- _Text shown_:
- First season: 1881; 145 years ago
- Head coach: Pedro Arruza 22nd season, 147–71 (.674)
- Location: Ashland, Virginia
- Stadium: Day Field (capacity: 5,000)
- NCAA division: Division III
- Conference: ODAC
- Colors: Lemon and black
- Bowl record: 2–4 (.333)

National championships
- Claimed: 1 (Div. III): 1969
- Rivalries: Hampden–Sydney (rivalry)

= Randolph–Macon Yellow Jackets football =

Football program representing Randolph–Macon College

The Randolph–Macon Yellow Jackets football team represents Randolph–Macon College in the sport of American football.

In 1968, Randolph-Macon posted a perfect 9-0 record, the first and only undefeated team in program history. They never trailed after the first 8 minutes and 7 seconds of the first game and outscored opponents 404-87 (an average of 35 points per game). They finished third in the nation in rushing, averaging 279.9 rushing yards per game. Halfback Howard Stevens (5’7” and 165 lbs) led the country with 1,468 rushing yards and 142 points, and later played five years in the NFL. They were inducted into Randolph-Macon’s Athletic Hall of Fame in 2020.

[Entries from a point annotation set]
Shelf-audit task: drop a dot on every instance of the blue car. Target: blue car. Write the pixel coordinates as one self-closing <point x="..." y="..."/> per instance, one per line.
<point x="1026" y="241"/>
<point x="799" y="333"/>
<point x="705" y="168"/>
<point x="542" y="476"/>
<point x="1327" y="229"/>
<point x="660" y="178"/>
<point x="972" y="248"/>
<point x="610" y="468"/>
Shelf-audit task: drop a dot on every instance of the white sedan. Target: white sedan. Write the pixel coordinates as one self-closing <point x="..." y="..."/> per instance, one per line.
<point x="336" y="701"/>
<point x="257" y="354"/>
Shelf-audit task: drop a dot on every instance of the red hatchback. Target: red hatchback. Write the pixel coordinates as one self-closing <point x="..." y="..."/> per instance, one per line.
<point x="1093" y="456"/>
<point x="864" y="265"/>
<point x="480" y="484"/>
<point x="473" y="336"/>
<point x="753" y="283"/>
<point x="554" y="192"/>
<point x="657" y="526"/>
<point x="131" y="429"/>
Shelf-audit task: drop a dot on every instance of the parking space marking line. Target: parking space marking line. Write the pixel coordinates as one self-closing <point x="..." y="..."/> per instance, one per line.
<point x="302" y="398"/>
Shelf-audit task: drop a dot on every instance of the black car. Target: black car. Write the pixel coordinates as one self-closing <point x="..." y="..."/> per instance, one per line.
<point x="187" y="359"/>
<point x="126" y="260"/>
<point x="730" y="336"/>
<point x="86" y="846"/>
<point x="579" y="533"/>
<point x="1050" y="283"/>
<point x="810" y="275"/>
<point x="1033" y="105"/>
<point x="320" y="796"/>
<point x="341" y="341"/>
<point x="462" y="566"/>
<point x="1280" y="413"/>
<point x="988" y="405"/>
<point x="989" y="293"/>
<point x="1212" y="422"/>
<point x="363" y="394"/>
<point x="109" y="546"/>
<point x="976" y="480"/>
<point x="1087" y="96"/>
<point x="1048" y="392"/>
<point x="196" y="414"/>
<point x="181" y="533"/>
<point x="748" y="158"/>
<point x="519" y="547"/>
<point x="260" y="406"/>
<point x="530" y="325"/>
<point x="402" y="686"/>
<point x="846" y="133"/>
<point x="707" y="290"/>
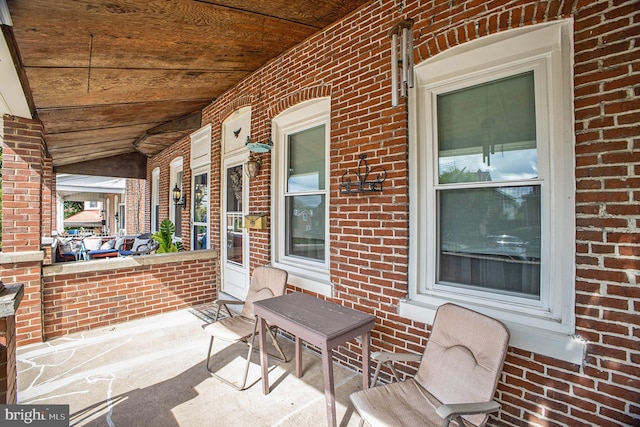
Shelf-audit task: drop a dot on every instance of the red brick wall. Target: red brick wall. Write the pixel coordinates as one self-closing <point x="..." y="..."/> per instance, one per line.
<point x="22" y="165"/>
<point x="369" y="235"/>
<point x="137" y="207"/>
<point x="163" y="161"/>
<point x="22" y="185"/>
<point x="86" y="300"/>
<point x="8" y="372"/>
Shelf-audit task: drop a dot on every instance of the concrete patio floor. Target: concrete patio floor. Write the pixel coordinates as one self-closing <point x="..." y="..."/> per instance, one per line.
<point x="151" y="372"/>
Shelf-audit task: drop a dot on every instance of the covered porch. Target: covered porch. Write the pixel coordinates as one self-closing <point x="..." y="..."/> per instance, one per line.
<point x="152" y="371"/>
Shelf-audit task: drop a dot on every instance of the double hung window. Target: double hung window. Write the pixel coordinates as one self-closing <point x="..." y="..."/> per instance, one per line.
<point x="300" y="196"/>
<point x="492" y="185"/>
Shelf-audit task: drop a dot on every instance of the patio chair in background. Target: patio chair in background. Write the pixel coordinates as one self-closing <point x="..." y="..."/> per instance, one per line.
<point x="266" y="282"/>
<point x="456" y="379"/>
<point x="142" y="245"/>
<point x="68" y="249"/>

- _What this task involves_: Extend the Randolph–Macon football article past its final sentence.

- _Response to this exercise_:
In 1969, Randolph–Macon defeated Bridgeport 47–28 in the inaugural Knute Rockne Bowl laying claim to a shared NCAA College Division national championship with Wittenberg (Springfield, Ohio) which had defeated William Jewell in the first Amos Alonzo Stagg Bowl. The four teams had been chosen by the NCAA to compete in the first ever playoffs established for College Division schools. No complete playoff was set up until the 1973 season. The 1969 football team was inducted into the college's Hall of Fame in 2004.

The Yellow Jackets football team is currently coached by Pedro Arruza and won ODAC championships in 2007, 2008, 2016, 2018, 2020, 2021, 2022, 2023, 2024 and 2025. Going into November 2013, the football team had posted a record seven seasons with a winning record. The football team plays its home games at Day Field.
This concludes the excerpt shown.